Goal 1:
Quote the passage of the egg roll in a bowl text from "Good golly Miss" up to and including "60s and 70s.".
Goal 2:
In the records, turn the lines from the line with "outline large gray boulder" up to and including the line with "293), (150, 229)]" into a numbered list, leaving out any blank lines.

Text shown:

++++

Low Carb Egg Roll In A Bowl
Who needs carby egg roll wrappers when Egg Roll In A Bowl is so flavorful and satisfying? Just the guts, mam! No carbage or other sketchy fillers or thickeners involved. Get Fluffy Chix Cook TNT (tried ‘n’ true) family favorite version of this very popular one-dish-wonder. And the best part? Egg Roll In A Bowl is perfectly low carb and ketolicious and won’t spike your blood sugar or make your hips grow three sizes!
Full Disclosure: This may come as a shock…but Fluffy Chix Cook did not invent egg rolls, with or without wrappers (nor did our Mama, God rest her eternal soul). And toward that end, neither did we invent Hollandaise, Pan Seared Steak, nor any number of the classical recipes on our blog that may simultaneously be floating in blog land under eleventy billion variations…we derive inspiration from everyone we read…all our favorite recipes, authors, and food bloggers. Fluffy Chix Cook diligently attempts to attribute inspirations wherever Fluffily possible—in fact, we make it a mission of obligation to do so, bending over backwards in our efforts to map the provenance of a recipe—and apologize in advance if we inadvertently leave out any attribution.
Good golly Miss Molly! You would not believe the folderol that unfolded when I asked if people wanted a recipe for the Fluffy Chix variation of Low Carb Egg Roll in a Bowl. You’d think I was Mata Hari or a Kremlin spy or something, offering to give up my family recipe for a perennial favorite that endured and sustained us throughout the 60s and 70s.
Most of you know I was born with a pair of chop sticks in one hand and a taco in the other since Mama loved Chinese and Tex Mex food so much and ate them with great regularity when she was pregnant with us. But we were a family of 8 mouths in the 50s-70s, so there wasn’t a lot of “extra coin” going around for eating at restaurants. But Mama and WaWa (Dad’s mom who lived with us), as well as Dad and Cakki, were awesome cooks, creative, and loved playing in the kitchen. They came up with all sorts of homemade versions of restaurant food.
Since our favorites at Bobo Chinese Cafe (a now defunct Chinese café that was located in Meyerland) were egg rolls and shrimp fried rice, it only made since for them to make a counterpart for each. But egg roll wrappers were very hard to find in Houston during the 60s, so Mom did the next best thing—after all, it was the filling that held our hearts and minds. Mama made a dish to approximate the egg roll filling. And it was a big hit—along with Skaki and chop suey, those three recipes encompassed our big mid-century “American, white bread exposure” to Chinese cuisine.

++++

Given data:
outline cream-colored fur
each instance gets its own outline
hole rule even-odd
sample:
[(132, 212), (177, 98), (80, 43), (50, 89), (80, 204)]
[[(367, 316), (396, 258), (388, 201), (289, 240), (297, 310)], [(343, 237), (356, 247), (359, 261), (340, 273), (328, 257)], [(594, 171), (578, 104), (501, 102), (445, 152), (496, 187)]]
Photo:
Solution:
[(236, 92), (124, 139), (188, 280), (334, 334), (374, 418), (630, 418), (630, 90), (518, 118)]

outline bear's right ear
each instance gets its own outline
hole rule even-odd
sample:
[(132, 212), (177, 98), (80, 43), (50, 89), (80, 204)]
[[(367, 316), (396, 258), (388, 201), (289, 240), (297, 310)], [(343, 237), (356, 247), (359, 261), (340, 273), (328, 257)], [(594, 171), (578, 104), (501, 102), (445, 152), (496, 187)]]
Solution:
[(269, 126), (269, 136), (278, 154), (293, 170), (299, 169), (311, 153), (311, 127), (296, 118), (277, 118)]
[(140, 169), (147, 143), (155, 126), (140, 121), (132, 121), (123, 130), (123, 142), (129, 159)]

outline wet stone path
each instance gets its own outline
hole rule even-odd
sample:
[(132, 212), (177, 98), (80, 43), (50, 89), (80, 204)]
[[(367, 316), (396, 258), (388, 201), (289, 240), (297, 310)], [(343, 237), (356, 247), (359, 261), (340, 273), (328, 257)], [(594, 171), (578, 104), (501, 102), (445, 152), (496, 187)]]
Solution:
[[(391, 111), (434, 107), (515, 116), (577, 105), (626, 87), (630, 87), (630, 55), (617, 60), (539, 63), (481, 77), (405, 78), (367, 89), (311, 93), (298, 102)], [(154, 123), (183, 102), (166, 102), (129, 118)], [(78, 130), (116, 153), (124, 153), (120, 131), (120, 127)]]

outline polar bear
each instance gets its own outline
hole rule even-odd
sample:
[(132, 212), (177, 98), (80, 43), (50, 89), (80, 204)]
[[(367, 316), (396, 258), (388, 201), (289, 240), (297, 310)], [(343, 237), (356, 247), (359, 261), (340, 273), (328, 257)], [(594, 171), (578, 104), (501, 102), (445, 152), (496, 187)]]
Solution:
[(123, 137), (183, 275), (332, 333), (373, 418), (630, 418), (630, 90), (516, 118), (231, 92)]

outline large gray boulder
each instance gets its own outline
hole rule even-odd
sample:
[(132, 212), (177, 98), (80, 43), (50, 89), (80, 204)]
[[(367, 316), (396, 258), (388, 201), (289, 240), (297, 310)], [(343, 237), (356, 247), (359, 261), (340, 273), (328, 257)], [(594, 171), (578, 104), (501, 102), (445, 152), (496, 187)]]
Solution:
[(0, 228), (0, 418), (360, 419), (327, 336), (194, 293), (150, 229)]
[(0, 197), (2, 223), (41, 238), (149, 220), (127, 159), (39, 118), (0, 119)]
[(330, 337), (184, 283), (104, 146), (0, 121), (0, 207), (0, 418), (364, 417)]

++++

Complete response 1:
Good golly Miss Molly! You would not believe the folderol that unfolded when I asked if people wanted a recipe for the Fluffy Chix variation of Low Carb Egg Roll in a Bowl. You’d think I was Mata Hari or a Kremlin spy or something, offering to give up my family recipe for a perennial favorite that endured and sustained us throughout the 60s and 70s.

Complete response 2:
1. outline large gray boulder
2. each instance gets its own outline
3. hole rule even-odd
4. sample:
5. [(132, 212), (177, 98), (80, 43), (50, 89), (80, 204)]
6. [[(367, 316), (396, 258), (388, 201), (289, 240), (297, 310)], [(343, 237), (356, 247), (359, 261), (340, 273), (328, 257)], [(594, 171), (578, 104), (501, 102), (445, 152), (496, 187)]]
7. Solution:
8. [(0, 228), (0, 418), (360, 419), (327, 336), (194, 293), (150, 229)]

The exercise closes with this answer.